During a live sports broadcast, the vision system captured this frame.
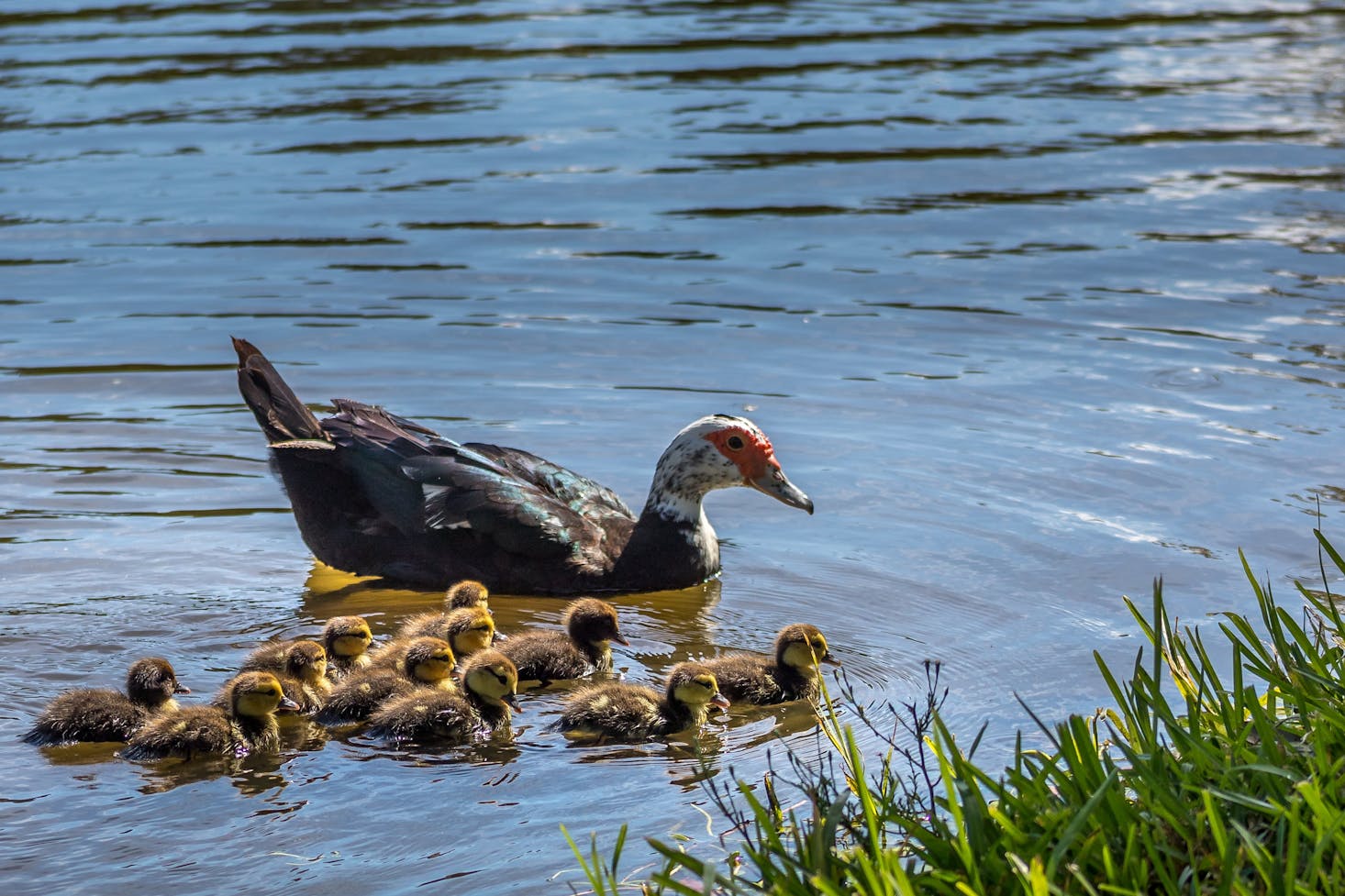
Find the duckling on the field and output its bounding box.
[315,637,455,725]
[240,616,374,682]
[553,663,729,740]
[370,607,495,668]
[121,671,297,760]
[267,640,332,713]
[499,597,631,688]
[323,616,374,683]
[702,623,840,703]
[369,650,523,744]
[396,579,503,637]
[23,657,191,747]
==
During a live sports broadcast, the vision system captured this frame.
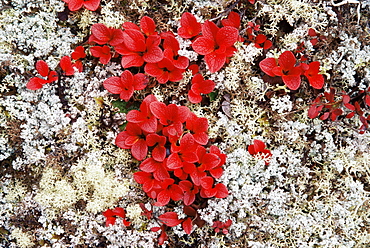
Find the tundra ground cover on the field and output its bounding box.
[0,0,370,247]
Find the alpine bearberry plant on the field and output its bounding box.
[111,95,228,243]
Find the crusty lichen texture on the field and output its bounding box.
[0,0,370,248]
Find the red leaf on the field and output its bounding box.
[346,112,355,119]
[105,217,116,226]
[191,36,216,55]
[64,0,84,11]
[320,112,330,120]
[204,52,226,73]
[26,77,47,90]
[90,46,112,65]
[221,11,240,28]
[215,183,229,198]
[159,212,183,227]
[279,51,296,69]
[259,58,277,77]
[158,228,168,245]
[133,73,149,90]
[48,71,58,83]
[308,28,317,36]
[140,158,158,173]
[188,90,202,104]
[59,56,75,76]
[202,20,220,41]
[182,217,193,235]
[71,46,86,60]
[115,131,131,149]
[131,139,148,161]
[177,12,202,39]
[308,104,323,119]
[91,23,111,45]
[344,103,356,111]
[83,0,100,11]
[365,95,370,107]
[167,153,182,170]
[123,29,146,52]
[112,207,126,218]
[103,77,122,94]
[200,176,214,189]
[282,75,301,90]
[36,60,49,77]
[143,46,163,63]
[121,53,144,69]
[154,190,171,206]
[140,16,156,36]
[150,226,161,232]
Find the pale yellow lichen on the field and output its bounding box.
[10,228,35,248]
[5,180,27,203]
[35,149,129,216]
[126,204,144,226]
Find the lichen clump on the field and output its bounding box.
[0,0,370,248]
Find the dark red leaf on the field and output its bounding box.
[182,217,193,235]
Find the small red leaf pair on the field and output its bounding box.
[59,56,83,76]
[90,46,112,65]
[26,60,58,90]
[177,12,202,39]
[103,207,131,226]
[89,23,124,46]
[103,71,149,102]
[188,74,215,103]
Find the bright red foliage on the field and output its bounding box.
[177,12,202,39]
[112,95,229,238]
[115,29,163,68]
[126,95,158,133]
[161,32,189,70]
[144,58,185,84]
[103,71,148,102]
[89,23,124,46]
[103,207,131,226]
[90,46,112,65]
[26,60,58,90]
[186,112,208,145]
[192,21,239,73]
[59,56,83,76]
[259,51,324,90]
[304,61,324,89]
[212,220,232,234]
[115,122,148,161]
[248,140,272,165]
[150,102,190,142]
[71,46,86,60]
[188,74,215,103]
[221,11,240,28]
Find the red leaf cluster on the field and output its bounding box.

GIVEN INSTRUCTION:
Rewrite the listing lines from the line with "Find the red leaf on" up to and including the line with "[131,139,148,161]" as a numbered list, omitting any blank lines.

SOLUTION FOR THIS TASK:
1. Find the red leaf on the field and output its bounding box.
2. [346,112,355,119]
3. [105,217,116,226]
4. [191,36,216,55]
5. [64,0,84,11]
6. [320,112,330,120]
7. [204,52,226,73]
8. [26,77,47,90]
9. [90,46,112,65]
10. [221,11,240,28]
11. [215,183,229,198]
12. [159,212,183,227]
13. [279,51,296,69]
14. [259,58,277,77]
15. [158,228,168,245]
16. [133,73,149,90]
17. [48,71,58,83]
18. [308,28,317,36]
19. [140,158,158,173]
20. [188,90,202,104]
21. [59,56,75,76]
22. [202,20,220,41]
23. [182,217,193,235]
24. [71,46,86,60]
25. [115,131,131,149]
26. [131,139,148,161]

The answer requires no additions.